**INFORMATION PROVIDED**
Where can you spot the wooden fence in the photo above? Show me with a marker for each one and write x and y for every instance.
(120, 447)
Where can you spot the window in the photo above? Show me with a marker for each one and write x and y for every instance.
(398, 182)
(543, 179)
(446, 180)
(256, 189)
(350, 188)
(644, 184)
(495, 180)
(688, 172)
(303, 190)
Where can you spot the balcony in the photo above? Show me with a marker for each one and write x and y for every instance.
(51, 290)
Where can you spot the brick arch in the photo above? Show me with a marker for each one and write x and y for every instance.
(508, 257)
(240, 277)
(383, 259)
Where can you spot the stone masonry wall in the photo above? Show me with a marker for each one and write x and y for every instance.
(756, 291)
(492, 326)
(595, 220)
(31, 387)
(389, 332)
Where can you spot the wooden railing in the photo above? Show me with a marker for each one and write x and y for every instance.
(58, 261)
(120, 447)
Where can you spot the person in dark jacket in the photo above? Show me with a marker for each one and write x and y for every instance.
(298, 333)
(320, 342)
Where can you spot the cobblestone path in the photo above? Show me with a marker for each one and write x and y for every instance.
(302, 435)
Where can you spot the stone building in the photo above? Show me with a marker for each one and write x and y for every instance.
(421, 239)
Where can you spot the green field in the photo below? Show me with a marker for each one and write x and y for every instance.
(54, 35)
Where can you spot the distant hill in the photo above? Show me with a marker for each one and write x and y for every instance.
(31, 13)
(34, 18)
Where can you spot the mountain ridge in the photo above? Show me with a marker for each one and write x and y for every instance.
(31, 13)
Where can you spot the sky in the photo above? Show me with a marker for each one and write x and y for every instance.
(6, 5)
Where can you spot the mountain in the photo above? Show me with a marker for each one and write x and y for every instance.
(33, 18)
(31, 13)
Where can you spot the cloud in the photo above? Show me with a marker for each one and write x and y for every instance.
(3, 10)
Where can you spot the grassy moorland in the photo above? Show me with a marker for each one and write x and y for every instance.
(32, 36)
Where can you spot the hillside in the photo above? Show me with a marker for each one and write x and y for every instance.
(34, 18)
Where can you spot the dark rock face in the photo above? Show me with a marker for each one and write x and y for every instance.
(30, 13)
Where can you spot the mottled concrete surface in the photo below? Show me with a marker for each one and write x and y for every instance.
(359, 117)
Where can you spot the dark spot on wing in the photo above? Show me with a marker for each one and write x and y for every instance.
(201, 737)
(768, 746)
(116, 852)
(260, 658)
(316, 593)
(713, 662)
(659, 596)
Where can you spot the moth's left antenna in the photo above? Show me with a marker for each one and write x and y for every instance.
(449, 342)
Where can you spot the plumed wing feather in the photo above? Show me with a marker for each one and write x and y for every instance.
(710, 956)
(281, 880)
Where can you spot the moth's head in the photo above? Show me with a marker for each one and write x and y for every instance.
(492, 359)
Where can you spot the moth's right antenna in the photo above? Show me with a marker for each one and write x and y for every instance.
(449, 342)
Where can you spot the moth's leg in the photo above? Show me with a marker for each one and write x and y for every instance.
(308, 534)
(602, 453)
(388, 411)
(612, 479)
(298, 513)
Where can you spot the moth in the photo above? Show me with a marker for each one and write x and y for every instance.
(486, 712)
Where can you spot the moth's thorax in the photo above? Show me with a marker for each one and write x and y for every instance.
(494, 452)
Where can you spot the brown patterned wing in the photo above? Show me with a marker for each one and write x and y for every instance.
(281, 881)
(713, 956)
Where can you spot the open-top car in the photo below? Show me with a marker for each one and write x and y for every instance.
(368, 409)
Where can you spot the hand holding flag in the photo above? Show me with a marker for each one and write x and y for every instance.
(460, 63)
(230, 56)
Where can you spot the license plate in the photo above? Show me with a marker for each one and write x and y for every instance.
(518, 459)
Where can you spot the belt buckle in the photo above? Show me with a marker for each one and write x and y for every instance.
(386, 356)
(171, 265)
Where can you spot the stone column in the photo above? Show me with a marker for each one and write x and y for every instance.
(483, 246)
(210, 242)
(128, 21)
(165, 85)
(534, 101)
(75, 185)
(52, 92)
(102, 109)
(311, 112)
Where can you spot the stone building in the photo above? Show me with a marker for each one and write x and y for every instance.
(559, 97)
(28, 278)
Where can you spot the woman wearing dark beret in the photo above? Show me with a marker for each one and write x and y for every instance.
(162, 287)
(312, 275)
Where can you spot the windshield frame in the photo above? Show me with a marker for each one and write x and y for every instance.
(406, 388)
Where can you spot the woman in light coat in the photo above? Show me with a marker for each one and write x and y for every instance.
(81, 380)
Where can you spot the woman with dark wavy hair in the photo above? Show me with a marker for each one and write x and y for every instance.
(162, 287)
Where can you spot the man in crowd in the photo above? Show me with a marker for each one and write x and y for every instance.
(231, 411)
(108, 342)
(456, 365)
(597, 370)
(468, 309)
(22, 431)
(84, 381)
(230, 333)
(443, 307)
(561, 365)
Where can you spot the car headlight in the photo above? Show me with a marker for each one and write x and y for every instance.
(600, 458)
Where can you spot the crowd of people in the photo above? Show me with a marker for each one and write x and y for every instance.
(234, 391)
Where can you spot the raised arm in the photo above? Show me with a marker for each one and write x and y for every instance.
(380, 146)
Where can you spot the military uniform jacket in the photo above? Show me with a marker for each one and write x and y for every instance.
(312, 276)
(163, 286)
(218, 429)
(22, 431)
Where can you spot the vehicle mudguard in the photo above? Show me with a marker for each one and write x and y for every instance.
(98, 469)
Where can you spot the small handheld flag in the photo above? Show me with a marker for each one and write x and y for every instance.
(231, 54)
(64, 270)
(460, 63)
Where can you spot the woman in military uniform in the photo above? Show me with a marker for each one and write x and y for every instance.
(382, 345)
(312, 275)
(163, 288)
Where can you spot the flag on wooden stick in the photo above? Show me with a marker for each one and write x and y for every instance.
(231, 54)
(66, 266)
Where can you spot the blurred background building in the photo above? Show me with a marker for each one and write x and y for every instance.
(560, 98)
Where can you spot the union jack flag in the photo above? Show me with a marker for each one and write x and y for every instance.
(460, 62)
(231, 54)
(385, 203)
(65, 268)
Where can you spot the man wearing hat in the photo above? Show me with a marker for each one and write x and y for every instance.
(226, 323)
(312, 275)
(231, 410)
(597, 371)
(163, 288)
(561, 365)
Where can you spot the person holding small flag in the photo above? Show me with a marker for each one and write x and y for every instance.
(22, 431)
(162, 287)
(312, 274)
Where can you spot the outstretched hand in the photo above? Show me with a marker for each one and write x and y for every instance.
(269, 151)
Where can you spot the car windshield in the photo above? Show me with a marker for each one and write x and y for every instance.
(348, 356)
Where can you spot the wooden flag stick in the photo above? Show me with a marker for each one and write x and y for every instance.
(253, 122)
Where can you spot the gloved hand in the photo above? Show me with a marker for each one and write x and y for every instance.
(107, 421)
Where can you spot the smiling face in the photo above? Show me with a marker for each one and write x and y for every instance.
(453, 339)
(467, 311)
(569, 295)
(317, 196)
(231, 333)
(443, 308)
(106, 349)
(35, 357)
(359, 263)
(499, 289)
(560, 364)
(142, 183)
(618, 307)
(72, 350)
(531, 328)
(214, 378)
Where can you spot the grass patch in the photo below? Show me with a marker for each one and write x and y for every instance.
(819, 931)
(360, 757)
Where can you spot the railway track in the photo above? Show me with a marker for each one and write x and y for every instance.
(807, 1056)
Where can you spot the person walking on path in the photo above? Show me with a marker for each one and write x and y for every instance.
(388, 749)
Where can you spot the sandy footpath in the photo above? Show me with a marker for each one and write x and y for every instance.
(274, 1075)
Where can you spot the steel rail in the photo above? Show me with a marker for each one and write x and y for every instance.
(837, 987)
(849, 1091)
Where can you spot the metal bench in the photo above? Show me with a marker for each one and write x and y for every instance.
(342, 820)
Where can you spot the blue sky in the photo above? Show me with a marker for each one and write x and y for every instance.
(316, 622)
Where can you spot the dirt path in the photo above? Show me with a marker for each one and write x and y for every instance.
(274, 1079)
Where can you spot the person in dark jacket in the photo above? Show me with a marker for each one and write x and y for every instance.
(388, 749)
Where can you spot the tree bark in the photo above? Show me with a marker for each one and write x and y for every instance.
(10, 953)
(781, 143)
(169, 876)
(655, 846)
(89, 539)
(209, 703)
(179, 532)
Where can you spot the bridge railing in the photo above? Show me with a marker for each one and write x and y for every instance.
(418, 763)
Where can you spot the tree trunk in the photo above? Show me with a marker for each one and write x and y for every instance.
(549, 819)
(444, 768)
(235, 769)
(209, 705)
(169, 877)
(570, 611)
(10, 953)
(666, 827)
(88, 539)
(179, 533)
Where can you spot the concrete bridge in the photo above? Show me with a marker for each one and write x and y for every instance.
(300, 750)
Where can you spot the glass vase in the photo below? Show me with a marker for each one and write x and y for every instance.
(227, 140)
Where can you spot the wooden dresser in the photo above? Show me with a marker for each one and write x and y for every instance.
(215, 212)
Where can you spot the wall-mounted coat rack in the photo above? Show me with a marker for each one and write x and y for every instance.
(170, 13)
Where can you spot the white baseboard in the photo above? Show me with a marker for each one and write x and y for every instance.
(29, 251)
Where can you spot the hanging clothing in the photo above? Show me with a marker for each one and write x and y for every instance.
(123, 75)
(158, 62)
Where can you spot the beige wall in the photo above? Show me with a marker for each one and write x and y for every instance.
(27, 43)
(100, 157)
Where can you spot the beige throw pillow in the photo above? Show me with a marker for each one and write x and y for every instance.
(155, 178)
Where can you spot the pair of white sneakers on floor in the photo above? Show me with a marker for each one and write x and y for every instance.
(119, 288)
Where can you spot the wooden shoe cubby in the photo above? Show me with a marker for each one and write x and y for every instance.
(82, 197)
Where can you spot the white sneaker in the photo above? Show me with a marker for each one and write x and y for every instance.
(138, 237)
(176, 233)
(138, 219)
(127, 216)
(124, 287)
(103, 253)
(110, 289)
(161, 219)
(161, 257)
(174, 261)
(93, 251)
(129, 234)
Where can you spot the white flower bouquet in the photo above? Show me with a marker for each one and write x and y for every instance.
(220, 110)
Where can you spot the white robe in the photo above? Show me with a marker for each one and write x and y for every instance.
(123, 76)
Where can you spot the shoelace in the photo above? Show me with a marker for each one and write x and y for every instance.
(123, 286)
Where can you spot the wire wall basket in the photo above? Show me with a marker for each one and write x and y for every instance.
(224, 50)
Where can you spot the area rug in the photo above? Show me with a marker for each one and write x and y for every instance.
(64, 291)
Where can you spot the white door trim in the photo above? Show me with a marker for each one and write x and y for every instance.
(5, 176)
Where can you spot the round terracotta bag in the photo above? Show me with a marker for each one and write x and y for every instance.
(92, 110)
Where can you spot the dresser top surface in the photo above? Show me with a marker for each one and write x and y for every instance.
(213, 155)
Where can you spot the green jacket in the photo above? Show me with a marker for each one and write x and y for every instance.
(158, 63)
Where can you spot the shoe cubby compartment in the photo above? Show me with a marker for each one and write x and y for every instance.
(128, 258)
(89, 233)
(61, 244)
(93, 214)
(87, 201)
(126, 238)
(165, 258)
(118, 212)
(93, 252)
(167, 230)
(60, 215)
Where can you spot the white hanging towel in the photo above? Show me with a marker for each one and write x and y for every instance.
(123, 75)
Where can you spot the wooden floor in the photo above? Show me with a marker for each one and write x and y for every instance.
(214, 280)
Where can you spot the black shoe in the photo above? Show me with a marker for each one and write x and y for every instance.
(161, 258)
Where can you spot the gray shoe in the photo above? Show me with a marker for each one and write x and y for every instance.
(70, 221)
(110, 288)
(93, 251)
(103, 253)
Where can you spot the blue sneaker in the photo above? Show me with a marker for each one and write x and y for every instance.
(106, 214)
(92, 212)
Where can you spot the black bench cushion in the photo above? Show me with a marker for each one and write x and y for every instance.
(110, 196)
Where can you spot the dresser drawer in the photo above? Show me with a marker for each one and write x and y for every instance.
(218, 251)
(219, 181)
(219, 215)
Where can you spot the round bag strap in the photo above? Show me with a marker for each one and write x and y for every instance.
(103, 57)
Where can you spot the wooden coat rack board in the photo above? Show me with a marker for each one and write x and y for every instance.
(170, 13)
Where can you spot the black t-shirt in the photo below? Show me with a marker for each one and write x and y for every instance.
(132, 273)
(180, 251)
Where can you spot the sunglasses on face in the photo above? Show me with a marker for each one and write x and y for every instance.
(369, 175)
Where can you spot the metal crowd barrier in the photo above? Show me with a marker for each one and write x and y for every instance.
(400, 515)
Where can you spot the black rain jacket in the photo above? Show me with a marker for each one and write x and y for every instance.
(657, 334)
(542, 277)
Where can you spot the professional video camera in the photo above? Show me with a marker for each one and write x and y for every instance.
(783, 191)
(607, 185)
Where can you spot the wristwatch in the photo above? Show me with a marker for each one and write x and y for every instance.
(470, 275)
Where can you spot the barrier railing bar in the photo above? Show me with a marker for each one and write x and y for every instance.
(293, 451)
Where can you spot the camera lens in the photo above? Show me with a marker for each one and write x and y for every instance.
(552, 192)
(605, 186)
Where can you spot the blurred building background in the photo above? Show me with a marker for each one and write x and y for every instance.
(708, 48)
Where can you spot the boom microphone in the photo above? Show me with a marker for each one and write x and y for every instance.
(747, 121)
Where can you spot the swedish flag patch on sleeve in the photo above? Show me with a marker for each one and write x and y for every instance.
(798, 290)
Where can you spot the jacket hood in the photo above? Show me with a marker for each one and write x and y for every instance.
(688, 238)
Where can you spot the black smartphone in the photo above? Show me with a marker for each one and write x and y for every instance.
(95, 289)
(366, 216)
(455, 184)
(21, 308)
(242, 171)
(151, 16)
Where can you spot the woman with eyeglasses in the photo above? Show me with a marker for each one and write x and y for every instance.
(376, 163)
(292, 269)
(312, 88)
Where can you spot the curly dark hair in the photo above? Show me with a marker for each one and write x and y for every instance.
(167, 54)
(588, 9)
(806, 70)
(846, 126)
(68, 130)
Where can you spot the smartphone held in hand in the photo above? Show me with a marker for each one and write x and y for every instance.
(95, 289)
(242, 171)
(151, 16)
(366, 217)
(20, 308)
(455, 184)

**TO DO**
Exactly as written, give again every line from the one containing "Where can you spot the woman with eyeglasses" through the last line of the material above, and no other lines.

**RESULT FOR THIS EXERCISE**
Where can you spot the woman with eyeglasses in the photo above? Show me with a marker for each one and write x and y for every instance.
(376, 163)
(292, 269)
(312, 88)
Where can you spot the curly dark hair in the photo above? Show me with a marker for each one and write x and y for every instance.
(167, 54)
(588, 9)
(806, 70)
(846, 126)
(68, 130)
Where can you spot the smartphone held in hand in the photo above? Show me with a marker for each one and write x and y for every instance.
(95, 289)
(242, 171)
(151, 16)
(366, 217)
(20, 308)
(455, 184)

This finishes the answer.